**Reading text:**

◆ ◆ ◆ ◆ ◆

The law, Bill 7, was introduced in 2022 and sparked concern from many in the long-term care space who worried about seniors being moved to homes far from their families or into unfamiliar settings.
As a result of the bill, Ontario’s cultural long-term care homes found more residents who weren’t from the linguistic or cultural background they catered to moving in.
Homes that deal with specific cultures or ethnic backgrounds and often provide programming in other languages — for example Italian, Ukrainian, Korean or French — started to see the arrival of more people who weren’t familiar with the culture or language.
“Some stakeholders have raised concerns that there is an increasing lack of access to beds in LTC homes that serve the interests of an applicant or resident’s particular culture,” a new regulation posted by the Ontario government explained.
“There is a recent reduction in residents who ‘match’ the culture served by the LTC home and that these concerns have impacted the ability of LTC homes to support the respective ethnic, religious and linguistic services they provide to their residents.”
The change in who was being moved into cultural long-term care homes came because the province was using powers under Bill 7 to move people out of hospital beds and into the next available long-term care home.
Bill 7 is aimed at moving so-called alternate level of care patients — who can be discharged from hospital but need a long-term care bed and don’t yet have one — in order to free up hospital space.
If there are no spaces available in long-term care homes a patient has put on their preferred list, they can instead be transferred to a home up to 70 km away — or 150 km if they are in northern Ontario — selected by a placement co-ordinator at the hospital.
Now, the government is rolling out a pilot designed to ensure cultural long-term care homes are matched with the residents they were designed to support.
The proposed plan suggests that coordinators making decisions on where to send people could “prioritize” patients with similar levels of need if one is from a particular religious, linguistic or ethnic background and there is space at a corresponding cultural long-term care home.
“The intent of the proposed Pilot is to evaluate how changes to LTC waitlist prioritization requirements can improve Ontarians’ access to cultural, ethnic, religious and linguistically appropriate care within the broader placement framework and continued prioritization of applicants based on need,” the proposed regulation said.
The change only allows coordinators to make matching decisions if the patients are both of the same level of urgency. Less urgent cultural residents would not be able to skip past more urgent cases, even if they did not match the culture or language of a long-term care home.
A spokesperson for Ontario’s long-term care minister told Global News the change was prompted by discussions with long-term care home operators.
“Following consultations with the Ontario long-term care sector, the proposed regulation would enable the creation of a pilot program to evaluate changes to long-term care prioritization requirements,” they said.
“The changes to be evaluated would allow for residents that have the same urgency of need to be placed within a specifically designated home that better match their ethnic, cultural, or linguistic origins.”
The pilot is set to be “time-limited,” according to the posting.

◆ ◆ ◆ ◆ ◆

**Point-per-instance localization data:**

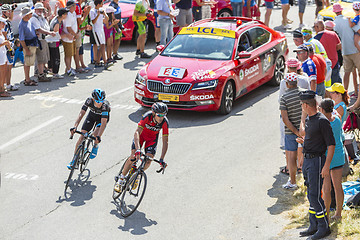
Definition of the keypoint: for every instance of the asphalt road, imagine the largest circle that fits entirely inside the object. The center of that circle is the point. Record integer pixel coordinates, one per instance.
(222, 181)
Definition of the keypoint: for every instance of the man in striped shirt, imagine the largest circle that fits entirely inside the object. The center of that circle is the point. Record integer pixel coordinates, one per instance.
(291, 111)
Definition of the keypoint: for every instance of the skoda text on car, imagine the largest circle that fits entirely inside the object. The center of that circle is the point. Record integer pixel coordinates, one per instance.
(209, 64)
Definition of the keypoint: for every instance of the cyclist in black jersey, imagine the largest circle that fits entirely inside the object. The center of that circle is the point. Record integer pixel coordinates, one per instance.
(98, 116)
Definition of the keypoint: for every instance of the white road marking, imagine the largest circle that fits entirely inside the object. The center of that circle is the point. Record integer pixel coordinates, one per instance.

◆ ◆ ◆ ◆ ◆

**Exercise requirements:** Retype the part of the article on Ontario's cultural long-term care homes starting with "The change in" and going on through "available long-term care home.". This data has no connection to the article about Ontario's cultural long-term care homes.

**Expected output:**
The change in who was being moved into cultural long-term care homes came because the province was using powers under Bill 7 to move people out of hospital beds and into the next available long-term care home.